> SOAL: Ringkas paragraf yang diawali "Peningkatan jumlah manusia" dalam teks tentang komponen DAS di bawah ini menjadi paling banyak dua kalimat pendek, tanpa menghilangkan fakta utamanya.

Gunawan (1991) membagi komponen-komponen
DAS menjadi 2 yaitu:
1.
Lingkungan
fisik, meliputi:
a) Bentuk wilayah (topologi, bentuk dan luas DAS, dan
lain-lain);
b) tanah (jenis tanah, sifat kimia/fisik, kelas
kemampuan, kelas kesesuaian dan lain-lain)
c)
air (kualitas
dan kuantitas air, dan lain-lain);
d) vegetasi/hutan (jenis, kerapatan, penyebaran dan
lain-lain).
2.
Manusia,
meliputi:
a) jumlah manusia
b) kebutuhan hidup
Peningkatan jumlah manusia - khususnya yang tinggal di sekitar DAS -
akan diikuti oleh peningkatan kebutuhan hidup yang dipenuhi melalui pemanfaatan
sumberdaya alam (yang merupakan bagian dari lingkungan fisik). Kedua hal
tersebut akan mempengaruhi perubahan perilaku manusia untuk memenuhi kebutuhan
hidupnya.
Perubahan perilaku yang bersifat negatif akan menimbulkan tekanan
terhadap lingkungan fisik, yang memiliki keterbatasan dikenal sebagai daya
dukung lingkungan (DDL). Jika tekanan semakin besar maka daya dukung lingkungan
pun akan menurun.

> BARIS DATA:
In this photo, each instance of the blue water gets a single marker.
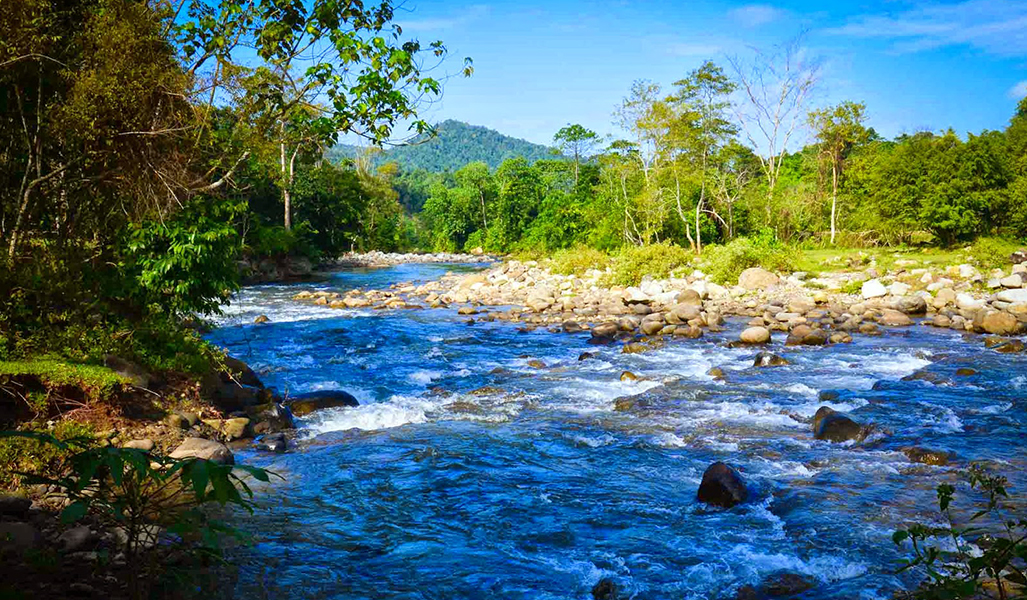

> JAWABAN: Bertambahnya jumlah manusia, terutama yang tinggal di sekitar DAS, akan menaikkan kebutuhan hidup yang dipenuhi dengan memanfaatkan sumber daya alam dari lingkungan fisik. Kedua hal itu akan mengubah perilaku manusia dalam memenuhi kebutuhan hidupnya.